He had sat at the same table with Mr. Milken at one such dinner, Mr. Giuliani recalls, but it was not until he had been diagnosed, last April, that the two actually talked at all. Mr. Milken called him. In the 21/2 hours Mr. Milken spent lunching with his former prosecutor, he dispensed advice and information, and instructed Mr. Giuliani in stress reduction and nutrition and other matters having to do with the effort to cure cancer.

Neither the prosecution, nor any matter remotely related to it, came up in the course of their talk. When they parted, Michael Milken left behind a large quantity of material about the disease and modes of treatment and, no doubt, an incalculably larger store of gratitude.

The mayor isn't disposed to conceal the part gratitude plays in the way he views Mr. Milken, nor could he easily do so; Mr. Giuliani is not renowned for his talent for concealing his feelings. Even so, he is quick to assert the influence of a larger issue -- the promise of Mr. Milken's tireless work toward a cancer cure, his educational seminars on prostate cancer where doctors glean the benefits of cutting-edge research, the thousands of people who have already benefited, and will in the future.

Giuliani head shot

As he describes all this, it is impossible to miss -- gratitude aside -- the mayor's enchantment at the encounter with prodigious talent, with the formidable will and drive Mr. Milken has shown.

"His knowledge is as refined and substantive as any doctor I've talked to," Mr. Giuliani mused. "Its not just the money, it's the organizational skills he brings." They were the same drive and skills he once applied to his business, Mr. Giuliani notes.

The same drive, Mr. Giuliani might have noted, that led to the famous career which ended in U.S. Attorney Giuliani's own tireless pursuit of Mr. Milken, and ultimately in Mr. Milken's agreement to plead guilty to securities trading violations.

To obtain this end -- Mr. Giuliani had by now gone off to other things -- a team of government prosecutors offered Mr. Milken a deal they thought he couldn't refuse. They would not prosecute his younger brother, Lowell, if Mr. Milken would plead guilty to five violations. The prosecutors were right; Mr. Milken did not refuse.

None of this is any part of Mr. Giuliani's conversation, but it is understood. "Look," he will only say, "we're talking about the mid-1980s. People change. There were people who felt he did nothing wrong -- and I heard about that -- and others thought he committed serious crimes." From the president's point of view, Michael Milken was convicted of a crime. The question, Mr. Giuliani said, was where he was now, all that he has done and is doing.

In the course of his consultations, the mayor said, he has talked to at least 50 physicians and discovered thereby how many of them used techniques they had learned in seminars run by Mr. Milken's foundation. One doctor told him how much he had learned in one of those seminars. "Then he stopped and smiled a little and said, `Oh -- maybe I shouldn't say that to you.' "

# RECORD SET:
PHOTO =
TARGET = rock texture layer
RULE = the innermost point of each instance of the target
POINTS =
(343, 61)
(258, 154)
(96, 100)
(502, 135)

# REQUIREMENT 1:
According to the piece on Mr. Giuliani and Mr. Milken, why would the mayor have difficulty hiding his gratitude toward Mr. Milken?
# REQUIREMENT 2:
Summarize the piece on Mr. Giuliani and Mr. Milken in three sentences.
The records above come from a separate source and are unrelated to the text.

# WRITTEN REPLY 1:
He could not easily conceal it because Mr. Giuliani is not renowned for any talent for concealing his feelings.

# WRITTEN REPLY 2:
After Mr. Giuliani's diagnosis last April, Mr. Milken, whom he had once prosecuted, called him and spent a 2½-hour lunch giving him advice and material on cancer, and the prosecution never came up. Mr. Giuliani does not hide his gratitude but also stresses Mr. Milken's work toward a cancer cure, including seminars whose techniques many of the physicians he consulted had learned. Of Mr. Milken's past guilty plea to securities violations, he says only that people change and that the question is where Mr. Milken is now and what he has done and is doing.